* TEXT TO READ *
Valentines is not always a bed of roses
Roses, chocolates and a romantic violin playing the love theme from Romeo and Juliet - the perfect setting for Valentine's Day today.
But despite the hearts and flowers there are those in relationships where they feel uncomfortable, unhappy and even afraid. This type of relationship is not healthy.
Before you accuse me of being a kill-joy, let me say that this blog isn't about pouring cold water on what can be a warm, fuzzy feeling type of day for many couples who care for each other and whose relationship is healthy. The purpose of this blog is to highlight relationships which are wrong, and, if you feel you are in one of those, how you can get help.
So what is an unhealthy relationship? Signs to look out for include:
A partner who makes you feel bad about yourself
One that ridicules you and calls you names
A boy or girlfriend who tells you how to dress, think and feel
One which controls who you talk to, checks your texts, emails and social media
A partner who does not agree to compromise - it must always be their way
One who threatens you
And... somebody who hits or physically hurts you in anyway
It's worth noting that these points don't just apply to romantic relationships - they apply to all relationships we have through our lives - with parents, families, schoolmates, friends and work colleagues.

* WORK TO DO *
Answer these questions from the Valentine's Day post.
(a) What does the romantic violin play in the opening scene?
(b) According to the post, what does a partner who will not compromise insist on?
(c) Apart from romantic ones, which relationships does the post say the warning signs also apply to?
Rely only on the Valentine's Day post for your answers.

* PROVIDED DATA *
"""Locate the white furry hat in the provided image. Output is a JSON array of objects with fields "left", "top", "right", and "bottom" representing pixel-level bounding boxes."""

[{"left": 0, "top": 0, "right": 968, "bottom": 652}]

* COMPLETED EXERCISE *
(a) The love theme from Romeo and Juliet.
(b) That it must always be their way.
(c) Relationships with parents, families, schoolmates, friends and work colleagues.